◆ Problem:
Omit the pictures from the entries below and retype everything else exactly.

━━━━━━━━━━━━━━━━━━━━━━━━━━━━━━

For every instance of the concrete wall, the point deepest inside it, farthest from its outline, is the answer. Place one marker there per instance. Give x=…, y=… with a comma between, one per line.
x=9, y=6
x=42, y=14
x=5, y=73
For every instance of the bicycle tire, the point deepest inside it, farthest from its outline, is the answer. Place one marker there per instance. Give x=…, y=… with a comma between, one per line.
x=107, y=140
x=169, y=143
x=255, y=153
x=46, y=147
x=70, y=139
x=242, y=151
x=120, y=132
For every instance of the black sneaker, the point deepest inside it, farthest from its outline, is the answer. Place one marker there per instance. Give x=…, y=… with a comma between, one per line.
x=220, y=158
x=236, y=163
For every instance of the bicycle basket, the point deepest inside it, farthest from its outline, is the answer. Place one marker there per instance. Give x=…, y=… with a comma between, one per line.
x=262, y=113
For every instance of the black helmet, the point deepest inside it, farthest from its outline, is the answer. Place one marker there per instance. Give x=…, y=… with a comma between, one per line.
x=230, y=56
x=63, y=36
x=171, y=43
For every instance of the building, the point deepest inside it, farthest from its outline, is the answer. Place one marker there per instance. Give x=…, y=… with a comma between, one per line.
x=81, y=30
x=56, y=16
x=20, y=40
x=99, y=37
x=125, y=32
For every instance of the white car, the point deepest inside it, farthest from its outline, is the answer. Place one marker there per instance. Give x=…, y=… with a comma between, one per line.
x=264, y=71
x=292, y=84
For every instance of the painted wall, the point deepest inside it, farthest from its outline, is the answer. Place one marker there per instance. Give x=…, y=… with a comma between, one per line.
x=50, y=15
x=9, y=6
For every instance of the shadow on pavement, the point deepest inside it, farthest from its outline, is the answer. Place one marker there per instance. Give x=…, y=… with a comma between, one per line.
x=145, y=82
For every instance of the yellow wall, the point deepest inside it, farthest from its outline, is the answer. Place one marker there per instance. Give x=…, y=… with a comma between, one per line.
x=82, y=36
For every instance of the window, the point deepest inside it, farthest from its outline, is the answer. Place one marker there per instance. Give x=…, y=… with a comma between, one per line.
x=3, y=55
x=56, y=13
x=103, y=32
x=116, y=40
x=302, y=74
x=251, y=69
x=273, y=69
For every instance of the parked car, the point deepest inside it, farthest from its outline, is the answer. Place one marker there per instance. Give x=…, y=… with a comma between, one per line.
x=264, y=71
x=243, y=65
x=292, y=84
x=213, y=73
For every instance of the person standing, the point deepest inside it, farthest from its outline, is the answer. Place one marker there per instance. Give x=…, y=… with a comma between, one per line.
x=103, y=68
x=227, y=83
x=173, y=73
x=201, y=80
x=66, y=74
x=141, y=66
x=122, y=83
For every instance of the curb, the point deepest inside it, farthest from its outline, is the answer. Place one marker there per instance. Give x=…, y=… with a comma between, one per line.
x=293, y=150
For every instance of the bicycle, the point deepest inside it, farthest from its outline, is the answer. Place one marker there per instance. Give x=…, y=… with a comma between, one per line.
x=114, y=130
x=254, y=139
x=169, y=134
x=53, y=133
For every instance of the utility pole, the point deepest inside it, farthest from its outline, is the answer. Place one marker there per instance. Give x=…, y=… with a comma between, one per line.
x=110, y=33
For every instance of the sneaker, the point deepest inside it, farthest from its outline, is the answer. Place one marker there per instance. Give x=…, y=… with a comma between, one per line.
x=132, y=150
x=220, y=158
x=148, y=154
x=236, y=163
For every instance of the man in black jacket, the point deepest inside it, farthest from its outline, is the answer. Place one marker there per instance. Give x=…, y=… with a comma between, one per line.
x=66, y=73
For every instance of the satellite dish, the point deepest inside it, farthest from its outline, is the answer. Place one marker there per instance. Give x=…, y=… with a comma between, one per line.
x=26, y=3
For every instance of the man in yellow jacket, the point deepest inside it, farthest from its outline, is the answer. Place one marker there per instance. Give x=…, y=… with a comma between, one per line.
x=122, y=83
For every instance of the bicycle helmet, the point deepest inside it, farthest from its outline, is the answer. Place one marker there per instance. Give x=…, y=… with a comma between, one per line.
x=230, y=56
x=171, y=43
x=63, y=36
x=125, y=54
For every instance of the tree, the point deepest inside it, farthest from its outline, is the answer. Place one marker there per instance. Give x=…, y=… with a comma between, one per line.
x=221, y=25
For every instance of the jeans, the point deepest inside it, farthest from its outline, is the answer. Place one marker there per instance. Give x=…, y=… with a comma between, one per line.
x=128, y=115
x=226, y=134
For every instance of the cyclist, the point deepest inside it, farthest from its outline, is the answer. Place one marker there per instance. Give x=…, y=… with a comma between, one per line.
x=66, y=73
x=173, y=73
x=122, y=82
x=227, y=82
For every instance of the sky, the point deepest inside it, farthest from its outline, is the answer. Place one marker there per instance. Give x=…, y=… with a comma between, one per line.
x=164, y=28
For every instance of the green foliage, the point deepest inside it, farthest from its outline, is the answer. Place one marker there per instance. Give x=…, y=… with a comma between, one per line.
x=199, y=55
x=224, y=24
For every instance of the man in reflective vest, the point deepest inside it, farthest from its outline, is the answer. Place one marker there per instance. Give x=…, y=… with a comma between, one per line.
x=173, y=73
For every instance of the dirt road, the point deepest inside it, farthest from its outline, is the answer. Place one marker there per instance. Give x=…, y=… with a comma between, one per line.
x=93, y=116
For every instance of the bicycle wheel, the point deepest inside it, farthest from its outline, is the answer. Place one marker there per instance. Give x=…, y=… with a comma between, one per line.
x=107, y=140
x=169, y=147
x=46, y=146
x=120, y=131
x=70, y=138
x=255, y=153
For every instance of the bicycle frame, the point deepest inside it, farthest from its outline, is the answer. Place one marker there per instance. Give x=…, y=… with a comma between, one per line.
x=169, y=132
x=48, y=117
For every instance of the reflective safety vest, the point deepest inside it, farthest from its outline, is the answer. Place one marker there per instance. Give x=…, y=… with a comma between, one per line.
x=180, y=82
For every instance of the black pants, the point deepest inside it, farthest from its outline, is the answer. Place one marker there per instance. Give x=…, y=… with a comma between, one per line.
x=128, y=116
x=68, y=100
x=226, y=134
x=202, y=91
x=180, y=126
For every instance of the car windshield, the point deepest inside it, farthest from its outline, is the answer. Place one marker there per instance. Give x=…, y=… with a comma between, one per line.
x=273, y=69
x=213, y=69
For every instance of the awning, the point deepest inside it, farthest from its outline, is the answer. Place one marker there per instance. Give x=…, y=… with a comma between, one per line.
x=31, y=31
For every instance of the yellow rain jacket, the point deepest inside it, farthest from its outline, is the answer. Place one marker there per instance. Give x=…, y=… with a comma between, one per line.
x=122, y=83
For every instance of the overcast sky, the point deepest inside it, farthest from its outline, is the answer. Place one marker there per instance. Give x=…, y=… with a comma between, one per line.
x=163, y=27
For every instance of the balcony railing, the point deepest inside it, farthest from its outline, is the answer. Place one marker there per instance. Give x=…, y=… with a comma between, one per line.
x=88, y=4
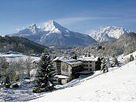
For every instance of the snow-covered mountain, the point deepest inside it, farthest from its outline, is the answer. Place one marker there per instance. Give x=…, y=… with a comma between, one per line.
x=53, y=34
x=108, y=33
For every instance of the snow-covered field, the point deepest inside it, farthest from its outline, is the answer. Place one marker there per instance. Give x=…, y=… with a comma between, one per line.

━━━━━━━━━━━━━━━━━━━━━━━━━━━━━━

◆ Solution to the exercise:
For every instance of the concrete wall, the point deepest inside it, farthest from its outline, is the answer. Place one marker there per instance. Give x=…, y=… with a comma between, one per line.
x=9, y=6
x=42, y=14
x=5, y=73
For every instance of the bicycle tire, the point deepest inside it, farthest from its outline, is the answer. Place one marker there per instance. Give x=…, y=… with a comma between, one per line.
x=107, y=140
x=169, y=143
x=255, y=153
x=46, y=147
x=70, y=139
x=242, y=151
x=120, y=132
For every instance of the black sneaker, the point deepest inside it, farthest from its outline, is the answer. Place one marker there per instance. Give x=…, y=… with a comma between, one per line.
x=220, y=158
x=236, y=163
For every instance of the bicycle basket, the point deepest inside it, farthest from its outline, is the answer. Place one marker there per instance. Give x=…, y=… with a comma between, one per line.
x=262, y=113
For every instance of the black helmet, the point deepest inside it, farthest from its outline, is the answer. Place one marker there per instance. Give x=…, y=… with a comma between, one per line.
x=230, y=56
x=63, y=36
x=171, y=43
For every instance of the building, the point deepest inside it, farthest from its outline, is the answer. Place one marker there per instance. Give x=…, y=… with a comma between, one per line.
x=81, y=30
x=56, y=16
x=20, y=40
x=99, y=37
x=125, y=32
For every instance of the white car, the point deepest inside it, farthest from its outline, is the answer. Place one marker there per instance. Give x=…, y=… with a comma between, one per line.
x=264, y=71
x=292, y=84
For every instance of the painted wall, the point deepest inside it, farthest from its outline, is the answer. Place one marker there per instance. Give x=…, y=… with a comma between, one per line.
x=50, y=15
x=9, y=6
For every instance of the shadow on pavement, the point deepest inside it, farthest from its outline, is the answer. Place one marker there per instance. Give x=…, y=… with a comma between, one per line.
x=145, y=82
For every instance of the yellow wall, the point deepest inside it, farthest from its outline, is the answer. Place one marker there per instance. Give x=…, y=… with a comma between, one per line.
x=82, y=36
For every instance of the window, the point deepest inside it, farthest from its outline, is the answer. Place one marker there per instance. Give x=…, y=… with a comma between, one per line.
x=3, y=55
x=56, y=13
x=103, y=32
x=116, y=40
x=302, y=74
x=251, y=69
x=273, y=69
For every instance of the parked car, the point deepest inside it, farthest from its outline, is the answer. Place one marker there per instance. Give x=…, y=… with a comma between, one per line.
x=264, y=71
x=243, y=65
x=292, y=84
x=213, y=73
For every instance of the person standing, the point deepest inside it, farthest from its outline, is the answer. Place one marker there per instance. Give x=…, y=… with a comma between, one per line.
x=103, y=68
x=227, y=83
x=173, y=73
x=201, y=80
x=66, y=74
x=141, y=66
x=122, y=83
For every instance of the curb, the point deepest inside it, farthest from its outline, is the answer. Place one marker there per instance. Give x=…, y=… with a comma between, one per line.
x=293, y=150
For every instance of the bicycle, the point deepest inside it, farthest from its outline, is the answer. Place one marker there per instance. Give x=…, y=… with a comma between, one per line.
x=114, y=130
x=254, y=139
x=169, y=134
x=53, y=133
For every instance of the utility pole, the point deepest inside it, farthest from its outline, is the answer. Place one marker there per instance. Give x=…, y=… with a comma between, one per line.
x=110, y=33
For every instance of the sneaker, the point deepest inside it, farthest from its outline, is the answer. Place one marker there per instance. Give x=…, y=… with a comma between, one per line.
x=132, y=150
x=220, y=158
x=148, y=154
x=236, y=163
For every instance of the man in black jacket, the point deepest inside it, farthest from its outline, is the answer. Place one marker there per instance. Give x=…, y=… with a comma between, one per line.
x=66, y=73
For every instance of the satellite dish, the point deepest inside it, farthest from its outline, is the answer. Place one marker there per instance. Give x=…, y=… with a comma between, one per line.
x=26, y=3
For every instance of the man in yellow jacket, the point deepest inside it, farthest from its outline, is the answer. Place one marker there per instance. Give x=…, y=… with a comma between, one per line.
x=122, y=83
For every instance of the bicycle helmet, the point deepest inside it, farthest from its outline, is the answer. Place one marker there per instance. Give x=…, y=… with a comma between, one per line.
x=230, y=56
x=171, y=43
x=63, y=36
x=125, y=54
For every instance of the tree, the point deepest inside it, farthest from its outline, is the answer. Place one marker there per instance. Give x=…, y=… with a comma between, one per line.
x=221, y=25
For every instance of the jeans, the point deepest inside it, farthest from its outline, is the answer. Place one marker there per instance. Give x=…, y=… with a comma between, one per line.
x=128, y=115
x=226, y=134
For every instance of the cyclist, the point deepest inside it, farthest from its outline, is the answer. Place one marker there per instance. Give x=…, y=… with a comma between, one per line.
x=66, y=73
x=173, y=73
x=122, y=82
x=227, y=82
For every instance of the sky, the point deepest inside it, farthest from its outline, is the answer. Place one marker there per instance. Give x=…, y=… with a comma between, one per line.
x=164, y=28
For every instance of the green foliage, the point deepest inside it, farthest from its outline, is the answer. Place one marker there per instance. Give x=…, y=… with a comma between, one per line.
x=199, y=55
x=224, y=24
For every instance of the man in reflective vest, the point deepest inside it, farthest from its outline, is the answer. Place one marker there per instance. Give x=…, y=… with a comma between, one per line.
x=173, y=73
For every instance of the dirt road, the point deepest inside it, farthest from its outline, is the answer. Place one marker there per instance. Give x=…, y=… with a comma between, one per line.
x=93, y=116
For every instance of the bicycle wheel, the point deepest inside it, farthest from its outline, is the answer. Place one marker there per instance. Give x=…, y=… with a comma between, one per line.
x=107, y=140
x=169, y=147
x=46, y=146
x=120, y=131
x=70, y=138
x=255, y=153
For every instance of the bicycle frame, the point deepest inside it, farthest from its outline, is the answer. Place one marker there per instance. Give x=…, y=… with a comma between, one per line.
x=169, y=132
x=48, y=117
For every instance of the reflective safety vest, the point deepest inside it, farthest from its outline, is the answer. Place one marker there per instance. Give x=…, y=… with a comma between, one per line.
x=180, y=82
For every instance of the black pants, the point deepest inside it, farthest from its outline, is the answer. Place one marker there per instance. Give x=…, y=… with a comma between, one per line.
x=128, y=116
x=68, y=100
x=226, y=134
x=202, y=91
x=180, y=126
For every instance of the car windshield, the point deepest inside it, farthest from its outline, is the answer. Place one marker there per instance. Give x=…, y=… with a comma between, one per line.
x=273, y=69
x=213, y=69
For every instance of the awning, the point deepest inside it, farthest from its outline, is the answer. Place one marker there per instance. Give x=…, y=… with a comma between, one per line.
x=31, y=31
For every instance of the yellow rain jacket, the point deepest inside it, farthest from its outline, is the answer. Place one marker there per instance. Give x=…, y=… with a comma between, one per line.
x=122, y=83
For every instance of the overcast sky, the point deepest inside it, farthest from its outline, is the answer. Place one marker there per instance. Give x=…, y=… with a comma between, one per line.
x=163, y=27
For every instance of the balcony railing, the point deepest inside it, farthest from its outline, is the answer. Place one marker there per instance. Give x=…, y=… with a comma between, one per line.
x=88, y=4
For every instance of the snow-covered mountain, the point deepest inside it, farthest from its outline, is the answer. Place one marker there per instance. Give x=…, y=… with a comma between, one per line.
x=53, y=34
x=108, y=33
For every instance of the snow-covered field, the point deepest inside it, farthest from its outline, is the answer. Place one marker there per instance. Give x=…, y=… with a comma between, one per line.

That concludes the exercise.